Task details:
Starting with the line that contains "# locate forested" and going on through the end of the data, rewrite those lines with "put a pin" changed to "place a marker" and everything else left the same.
◆ ◆ ◆ ◆ ◆
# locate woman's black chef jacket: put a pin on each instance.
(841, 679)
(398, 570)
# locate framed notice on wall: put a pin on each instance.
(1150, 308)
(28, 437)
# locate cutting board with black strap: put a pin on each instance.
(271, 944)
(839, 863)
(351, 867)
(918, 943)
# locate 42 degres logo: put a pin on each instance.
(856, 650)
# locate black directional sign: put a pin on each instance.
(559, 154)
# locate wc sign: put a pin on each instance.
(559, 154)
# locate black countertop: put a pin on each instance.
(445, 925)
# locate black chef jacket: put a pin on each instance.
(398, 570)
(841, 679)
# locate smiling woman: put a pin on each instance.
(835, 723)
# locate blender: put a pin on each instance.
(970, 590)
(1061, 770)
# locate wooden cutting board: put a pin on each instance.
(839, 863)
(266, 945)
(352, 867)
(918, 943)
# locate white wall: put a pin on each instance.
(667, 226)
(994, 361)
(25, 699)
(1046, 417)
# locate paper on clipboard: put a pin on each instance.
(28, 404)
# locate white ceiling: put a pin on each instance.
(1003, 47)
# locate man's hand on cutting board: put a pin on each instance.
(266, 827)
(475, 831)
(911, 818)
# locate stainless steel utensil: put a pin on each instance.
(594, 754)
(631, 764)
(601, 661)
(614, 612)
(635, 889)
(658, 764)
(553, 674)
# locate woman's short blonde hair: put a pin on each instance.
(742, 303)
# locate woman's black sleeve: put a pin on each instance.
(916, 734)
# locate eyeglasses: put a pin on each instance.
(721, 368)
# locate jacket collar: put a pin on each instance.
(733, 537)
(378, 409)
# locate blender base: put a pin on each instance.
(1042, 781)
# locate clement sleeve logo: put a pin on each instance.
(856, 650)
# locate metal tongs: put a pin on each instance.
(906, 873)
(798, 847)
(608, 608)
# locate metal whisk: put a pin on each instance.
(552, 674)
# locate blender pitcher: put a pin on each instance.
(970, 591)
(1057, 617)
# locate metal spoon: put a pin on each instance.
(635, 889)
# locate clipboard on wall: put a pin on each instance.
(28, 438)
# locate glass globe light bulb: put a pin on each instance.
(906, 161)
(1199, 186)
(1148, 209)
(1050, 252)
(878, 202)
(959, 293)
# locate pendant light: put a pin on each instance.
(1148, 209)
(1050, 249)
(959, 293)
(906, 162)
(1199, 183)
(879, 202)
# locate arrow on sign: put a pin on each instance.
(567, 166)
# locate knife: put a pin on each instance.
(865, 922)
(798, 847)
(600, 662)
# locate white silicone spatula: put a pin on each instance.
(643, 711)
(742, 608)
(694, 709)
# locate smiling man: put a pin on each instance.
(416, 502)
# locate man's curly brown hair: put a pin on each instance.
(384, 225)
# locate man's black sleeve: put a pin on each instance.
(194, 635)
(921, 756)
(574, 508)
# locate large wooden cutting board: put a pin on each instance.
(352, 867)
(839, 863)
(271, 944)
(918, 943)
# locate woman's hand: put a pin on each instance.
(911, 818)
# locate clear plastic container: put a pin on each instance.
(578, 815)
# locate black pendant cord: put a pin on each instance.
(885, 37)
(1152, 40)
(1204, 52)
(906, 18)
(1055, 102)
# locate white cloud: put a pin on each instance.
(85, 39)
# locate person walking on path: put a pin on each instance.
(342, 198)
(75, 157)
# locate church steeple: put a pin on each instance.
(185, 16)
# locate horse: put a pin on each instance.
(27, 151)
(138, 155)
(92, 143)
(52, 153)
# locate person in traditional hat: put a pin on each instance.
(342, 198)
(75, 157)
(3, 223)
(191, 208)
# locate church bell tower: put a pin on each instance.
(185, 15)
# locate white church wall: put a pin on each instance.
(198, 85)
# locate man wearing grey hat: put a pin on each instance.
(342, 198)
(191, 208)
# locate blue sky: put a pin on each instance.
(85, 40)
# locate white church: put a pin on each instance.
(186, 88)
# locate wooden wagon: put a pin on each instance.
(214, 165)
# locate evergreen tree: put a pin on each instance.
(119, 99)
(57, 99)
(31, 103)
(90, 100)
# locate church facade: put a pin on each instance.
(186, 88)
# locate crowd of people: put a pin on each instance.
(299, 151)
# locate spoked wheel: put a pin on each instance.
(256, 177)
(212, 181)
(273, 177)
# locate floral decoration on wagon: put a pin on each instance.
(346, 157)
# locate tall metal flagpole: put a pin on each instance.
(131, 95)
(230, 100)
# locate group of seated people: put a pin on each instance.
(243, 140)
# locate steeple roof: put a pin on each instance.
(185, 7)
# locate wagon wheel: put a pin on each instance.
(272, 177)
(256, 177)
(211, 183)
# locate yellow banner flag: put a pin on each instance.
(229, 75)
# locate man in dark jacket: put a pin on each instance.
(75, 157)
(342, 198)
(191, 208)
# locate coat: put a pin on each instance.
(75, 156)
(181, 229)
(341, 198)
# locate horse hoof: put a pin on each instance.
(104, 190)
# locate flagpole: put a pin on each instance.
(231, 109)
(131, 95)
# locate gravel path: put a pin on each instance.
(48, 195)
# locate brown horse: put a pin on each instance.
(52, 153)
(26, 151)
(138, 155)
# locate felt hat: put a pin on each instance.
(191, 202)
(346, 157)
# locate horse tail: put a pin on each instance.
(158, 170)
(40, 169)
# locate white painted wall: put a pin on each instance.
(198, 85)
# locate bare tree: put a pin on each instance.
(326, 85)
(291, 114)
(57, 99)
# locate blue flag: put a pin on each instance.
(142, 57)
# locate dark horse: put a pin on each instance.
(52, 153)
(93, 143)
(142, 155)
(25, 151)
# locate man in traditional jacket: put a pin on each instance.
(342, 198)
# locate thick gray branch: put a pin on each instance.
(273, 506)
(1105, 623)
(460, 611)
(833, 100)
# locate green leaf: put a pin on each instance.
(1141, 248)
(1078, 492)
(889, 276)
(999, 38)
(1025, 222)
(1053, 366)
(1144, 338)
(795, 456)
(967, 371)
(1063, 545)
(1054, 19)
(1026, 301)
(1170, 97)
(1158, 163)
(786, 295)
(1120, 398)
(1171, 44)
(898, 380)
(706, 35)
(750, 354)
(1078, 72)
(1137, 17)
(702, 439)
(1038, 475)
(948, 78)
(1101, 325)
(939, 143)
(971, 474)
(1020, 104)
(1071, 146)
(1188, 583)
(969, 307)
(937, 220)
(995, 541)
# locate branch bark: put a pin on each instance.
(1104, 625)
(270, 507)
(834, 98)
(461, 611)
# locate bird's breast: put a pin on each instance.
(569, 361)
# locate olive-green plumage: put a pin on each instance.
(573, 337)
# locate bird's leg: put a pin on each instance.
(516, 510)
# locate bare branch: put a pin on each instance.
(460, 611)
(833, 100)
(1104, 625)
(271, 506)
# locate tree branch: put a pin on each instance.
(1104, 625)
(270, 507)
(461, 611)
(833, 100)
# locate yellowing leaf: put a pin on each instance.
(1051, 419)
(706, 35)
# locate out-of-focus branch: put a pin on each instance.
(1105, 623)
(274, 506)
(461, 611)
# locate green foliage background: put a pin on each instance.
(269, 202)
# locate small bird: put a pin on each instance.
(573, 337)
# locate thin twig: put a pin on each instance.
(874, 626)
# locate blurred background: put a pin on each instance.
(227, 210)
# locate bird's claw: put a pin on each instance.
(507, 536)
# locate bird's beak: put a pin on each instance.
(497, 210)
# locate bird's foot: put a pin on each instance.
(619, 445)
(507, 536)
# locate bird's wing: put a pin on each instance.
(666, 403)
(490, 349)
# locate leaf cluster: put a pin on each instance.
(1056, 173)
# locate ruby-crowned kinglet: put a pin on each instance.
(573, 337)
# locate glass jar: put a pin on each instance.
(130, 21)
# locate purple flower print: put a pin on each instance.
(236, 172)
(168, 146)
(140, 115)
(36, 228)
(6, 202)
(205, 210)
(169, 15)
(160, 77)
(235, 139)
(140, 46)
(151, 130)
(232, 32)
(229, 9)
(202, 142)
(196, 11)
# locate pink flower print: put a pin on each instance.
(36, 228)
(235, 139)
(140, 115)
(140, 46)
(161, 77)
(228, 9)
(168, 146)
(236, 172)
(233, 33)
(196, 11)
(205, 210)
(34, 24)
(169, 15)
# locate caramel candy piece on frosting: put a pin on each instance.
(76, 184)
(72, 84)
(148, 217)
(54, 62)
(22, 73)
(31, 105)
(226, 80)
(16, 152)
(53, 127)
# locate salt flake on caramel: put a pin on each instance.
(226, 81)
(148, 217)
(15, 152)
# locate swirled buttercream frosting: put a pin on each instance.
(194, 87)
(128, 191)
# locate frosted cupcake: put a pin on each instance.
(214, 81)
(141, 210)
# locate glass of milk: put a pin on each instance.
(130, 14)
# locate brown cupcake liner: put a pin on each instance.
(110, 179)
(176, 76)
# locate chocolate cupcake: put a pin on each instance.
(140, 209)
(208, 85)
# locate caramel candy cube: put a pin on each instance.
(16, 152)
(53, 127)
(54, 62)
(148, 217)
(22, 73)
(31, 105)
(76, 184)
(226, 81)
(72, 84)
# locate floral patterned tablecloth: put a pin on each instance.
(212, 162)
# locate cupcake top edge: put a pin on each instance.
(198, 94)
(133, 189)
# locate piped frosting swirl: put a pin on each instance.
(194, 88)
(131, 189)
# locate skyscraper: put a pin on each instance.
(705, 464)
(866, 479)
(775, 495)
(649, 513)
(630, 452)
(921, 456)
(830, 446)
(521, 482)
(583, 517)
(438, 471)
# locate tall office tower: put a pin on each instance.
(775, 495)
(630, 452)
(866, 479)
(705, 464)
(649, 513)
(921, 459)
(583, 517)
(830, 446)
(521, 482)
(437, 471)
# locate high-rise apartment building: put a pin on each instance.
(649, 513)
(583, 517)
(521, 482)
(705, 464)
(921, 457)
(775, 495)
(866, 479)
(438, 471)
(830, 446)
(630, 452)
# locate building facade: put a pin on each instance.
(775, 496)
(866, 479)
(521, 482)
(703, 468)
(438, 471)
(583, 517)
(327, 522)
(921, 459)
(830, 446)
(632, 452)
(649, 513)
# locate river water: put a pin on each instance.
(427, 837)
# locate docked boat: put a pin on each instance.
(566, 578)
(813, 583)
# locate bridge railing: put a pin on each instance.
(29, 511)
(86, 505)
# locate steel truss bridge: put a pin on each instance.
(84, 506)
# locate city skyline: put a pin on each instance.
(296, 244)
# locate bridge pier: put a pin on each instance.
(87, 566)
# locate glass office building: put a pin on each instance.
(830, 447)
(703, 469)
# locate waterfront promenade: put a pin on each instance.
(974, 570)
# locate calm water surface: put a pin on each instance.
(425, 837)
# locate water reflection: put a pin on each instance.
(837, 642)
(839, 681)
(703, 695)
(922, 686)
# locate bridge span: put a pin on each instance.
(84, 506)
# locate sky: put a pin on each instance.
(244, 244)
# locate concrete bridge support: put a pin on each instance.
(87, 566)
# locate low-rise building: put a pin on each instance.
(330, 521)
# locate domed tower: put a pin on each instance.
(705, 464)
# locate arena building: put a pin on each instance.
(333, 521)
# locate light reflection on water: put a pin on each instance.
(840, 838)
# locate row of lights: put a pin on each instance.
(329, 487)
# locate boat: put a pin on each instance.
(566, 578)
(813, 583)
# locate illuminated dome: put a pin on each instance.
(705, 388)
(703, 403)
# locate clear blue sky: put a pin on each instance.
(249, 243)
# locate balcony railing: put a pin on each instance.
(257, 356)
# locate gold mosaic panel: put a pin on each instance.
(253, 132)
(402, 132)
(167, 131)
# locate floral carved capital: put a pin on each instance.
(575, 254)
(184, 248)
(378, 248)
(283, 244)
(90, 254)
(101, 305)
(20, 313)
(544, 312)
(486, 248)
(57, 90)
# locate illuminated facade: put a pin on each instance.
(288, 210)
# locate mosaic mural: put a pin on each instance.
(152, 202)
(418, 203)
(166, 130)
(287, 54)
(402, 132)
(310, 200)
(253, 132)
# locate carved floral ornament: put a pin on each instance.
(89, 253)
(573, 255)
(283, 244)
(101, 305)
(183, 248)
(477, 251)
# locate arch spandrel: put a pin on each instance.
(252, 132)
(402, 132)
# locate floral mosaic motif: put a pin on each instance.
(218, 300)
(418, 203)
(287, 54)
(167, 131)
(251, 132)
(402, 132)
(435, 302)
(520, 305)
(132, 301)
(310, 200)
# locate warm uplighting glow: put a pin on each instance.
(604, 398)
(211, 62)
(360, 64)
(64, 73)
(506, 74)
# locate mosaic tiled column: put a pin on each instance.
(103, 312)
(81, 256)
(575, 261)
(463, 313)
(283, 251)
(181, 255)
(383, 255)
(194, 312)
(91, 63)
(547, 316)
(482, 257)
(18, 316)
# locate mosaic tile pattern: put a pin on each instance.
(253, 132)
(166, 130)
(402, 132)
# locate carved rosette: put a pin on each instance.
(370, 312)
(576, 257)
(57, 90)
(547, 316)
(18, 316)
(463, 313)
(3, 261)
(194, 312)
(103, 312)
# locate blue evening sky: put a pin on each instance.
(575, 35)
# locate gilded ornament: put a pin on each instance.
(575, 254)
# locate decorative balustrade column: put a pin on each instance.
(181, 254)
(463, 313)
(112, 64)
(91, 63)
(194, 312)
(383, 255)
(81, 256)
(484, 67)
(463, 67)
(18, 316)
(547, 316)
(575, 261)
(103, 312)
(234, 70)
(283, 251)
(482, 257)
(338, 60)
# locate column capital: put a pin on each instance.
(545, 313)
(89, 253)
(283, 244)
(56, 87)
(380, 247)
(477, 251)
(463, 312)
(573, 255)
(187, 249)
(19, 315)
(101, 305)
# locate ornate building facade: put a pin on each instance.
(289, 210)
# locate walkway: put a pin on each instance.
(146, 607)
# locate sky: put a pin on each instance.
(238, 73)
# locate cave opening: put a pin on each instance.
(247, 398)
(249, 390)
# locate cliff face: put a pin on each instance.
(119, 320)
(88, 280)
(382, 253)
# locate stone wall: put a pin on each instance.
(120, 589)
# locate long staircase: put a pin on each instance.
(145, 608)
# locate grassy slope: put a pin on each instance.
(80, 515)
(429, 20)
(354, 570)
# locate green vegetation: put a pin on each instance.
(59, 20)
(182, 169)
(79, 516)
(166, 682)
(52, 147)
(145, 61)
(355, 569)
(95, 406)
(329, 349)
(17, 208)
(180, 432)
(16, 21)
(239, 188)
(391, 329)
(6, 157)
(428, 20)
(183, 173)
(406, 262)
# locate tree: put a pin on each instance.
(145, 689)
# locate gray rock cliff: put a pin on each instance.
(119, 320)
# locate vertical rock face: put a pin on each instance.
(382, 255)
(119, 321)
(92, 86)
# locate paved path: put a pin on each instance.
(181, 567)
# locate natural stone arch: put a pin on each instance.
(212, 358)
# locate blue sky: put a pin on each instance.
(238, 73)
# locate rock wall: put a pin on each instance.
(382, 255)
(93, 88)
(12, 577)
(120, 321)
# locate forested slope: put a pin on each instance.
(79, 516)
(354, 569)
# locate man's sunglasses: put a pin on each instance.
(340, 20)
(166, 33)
◆ ◆ ◆ ◆ ◆
Written answer:
# locate forested slope: place a marker on each instance.
(79, 516)
(354, 569)
# locate man's sunglasses: place a marker on each instance.
(340, 20)
(166, 33)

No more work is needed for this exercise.